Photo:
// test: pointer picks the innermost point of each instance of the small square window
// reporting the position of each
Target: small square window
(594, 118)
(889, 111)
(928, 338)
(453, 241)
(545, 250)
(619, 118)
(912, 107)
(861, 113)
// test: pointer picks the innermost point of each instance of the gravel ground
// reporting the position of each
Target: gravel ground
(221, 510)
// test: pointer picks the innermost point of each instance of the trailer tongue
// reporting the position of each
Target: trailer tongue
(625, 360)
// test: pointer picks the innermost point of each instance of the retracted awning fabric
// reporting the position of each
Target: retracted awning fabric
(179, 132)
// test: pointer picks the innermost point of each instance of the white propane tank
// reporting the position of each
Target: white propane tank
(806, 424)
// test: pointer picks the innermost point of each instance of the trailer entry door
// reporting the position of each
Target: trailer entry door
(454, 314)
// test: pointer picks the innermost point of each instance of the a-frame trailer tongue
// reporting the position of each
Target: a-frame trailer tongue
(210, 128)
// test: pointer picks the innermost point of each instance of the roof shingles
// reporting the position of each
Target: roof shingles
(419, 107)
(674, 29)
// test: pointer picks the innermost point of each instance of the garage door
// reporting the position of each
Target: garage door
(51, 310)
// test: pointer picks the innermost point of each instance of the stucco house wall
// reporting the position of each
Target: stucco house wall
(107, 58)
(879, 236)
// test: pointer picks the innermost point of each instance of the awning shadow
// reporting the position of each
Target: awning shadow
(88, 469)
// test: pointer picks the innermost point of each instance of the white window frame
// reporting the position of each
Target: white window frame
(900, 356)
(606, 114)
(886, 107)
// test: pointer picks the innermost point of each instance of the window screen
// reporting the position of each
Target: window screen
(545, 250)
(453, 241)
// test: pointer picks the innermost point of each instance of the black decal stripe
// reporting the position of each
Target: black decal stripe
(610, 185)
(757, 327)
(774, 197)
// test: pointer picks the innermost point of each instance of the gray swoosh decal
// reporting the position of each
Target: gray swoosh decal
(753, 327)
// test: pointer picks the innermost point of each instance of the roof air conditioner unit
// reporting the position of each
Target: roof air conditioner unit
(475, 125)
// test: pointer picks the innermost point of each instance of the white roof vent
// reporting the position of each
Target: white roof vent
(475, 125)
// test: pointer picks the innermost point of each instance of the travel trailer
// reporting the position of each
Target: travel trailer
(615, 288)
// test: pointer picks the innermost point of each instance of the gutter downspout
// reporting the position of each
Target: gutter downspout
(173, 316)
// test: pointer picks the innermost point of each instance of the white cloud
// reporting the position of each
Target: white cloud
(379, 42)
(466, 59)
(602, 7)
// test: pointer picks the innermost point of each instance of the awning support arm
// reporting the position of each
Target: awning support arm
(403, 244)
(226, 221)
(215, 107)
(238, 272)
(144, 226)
######
Render each line of the items above as a numbered list, omitting any blank lines.

1. Photo:
2. // test: pointer picks the innermost point of each instance of the small square window
3. // reporting the position of each
4. Target: small square window
5. (594, 118)
6. (889, 111)
7. (928, 338)
8. (453, 241)
9. (545, 250)
10. (619, 118)
11. (912, 107)
12. (861, 113)
13. // test: pointer picks the innermost point of each instance of the gravel ground
14. // reporting the position of each
15. Target: gravel ground
16. (221, 510)
17. // test: pointer picks the innermost point of each instance of the trailer tongue
18. // reporting the position of each
19. Target: trailer tongue
20. (625, 360)
21. // test: pointer picks the innermost point of each instance of the retracted awning fabric
22. // reporting the position of each
23. Target: retracted awning fabric
24. (179, 132)
25. // test: pointer picks the innermost point of each instance of the white propane tank
26. // reporting the position of each
27. Target: white propane tank
28. (806, 424)
29. // test: pointer picks the innermost point of each instance of the trailer entry door
30. // reporting the position of each
31. Target: trailer entry door
32. (454, 314)
33. // test: pointer picks the innermost point of each instance of the a-frame trailer tongue
34. // reporting the position of each
35. Target: a-frame trailer tongue
36. (210, 128)
37. // test: pointer picks the innermost point of each instance of the roof shingles
38. // reporting the position of each
39. Target: roof shingles
40. (419, 107)
41. (674, 29)
42. // test: pointer picks the innermost point of each instance of the garage door
43. // reporting the position of each
44. Target: garage door
45. (51, 310)
46. // test: pointer picks the innermost point of each instance of the stucco house wall
47. // reporting the position of each
48. Target: stucco house wall
49. (107, 58)
50. (879, 236)
51. // test: pointer picks the innermost point of each instance of the awning shadow
52. // reporting the position of each
53. Target: awning shadow
54. (88, 469)
55. // test: pointer picks the innermost point of each instance of the white window frame
56. // reporting the position of each
57. Target: white window frame
58. (900, 356)
59. (606, 114)
60. (886, 107)
61. // test: pointer picks the innermost point of each instance of the window screen
62. // reporting the position of each
63. Target: window screen
64. (545, 250)
65. (453, 241)
66. // test: pointer picks the innermost point of each instance of the black decal stripe
67. // reporting the position of each
68. Target: black decal stripe
69. (610, 185)
70. (757, 327)
71. (774, 197)
72. // test: pointer picks the innermost point of each instance of the gray swoosh decal
73. // reporting the position of each
74. Target: gray swoosh decal
75. (753, 327)
76. // test: pointer picks the innermost point of each instance of the roof air conditioner unit
77. // reporting the position of each
78. Target: roof air conditioner unit
79. (475, 125)
80. // test: pointer picks the innermost point of each instance of the white roof vent
81. // reporting the position of each
82. Target: white roof vent
83. (475, 125)
84. // test: pointer picks the innermost point of each instance of the travel trailer
85. // reporting the position of each
86. Target: travel trailer
87. (615, 288)
88. // test: pointer picks the innermost point of each instance of the gutter downspout
89. // reporting the position of each
90. Target: gutter downspout
91. (173, 316)
92. // test: pointer picks the innermost point of each instance of the white cloud
93. // reporting the position of each
94. Target: white cloud
95. (379, 42)
96. (466, 59)
97. (602, 7)
98. // test: pointer picks the innermost point of each instance of the awning support arm
99. // reporting the position of each
100. Target: awning support arm
101. (403, 244)
102. (226, 221)
103. (215, 107)
104. (238, 272)
105. (144, 226)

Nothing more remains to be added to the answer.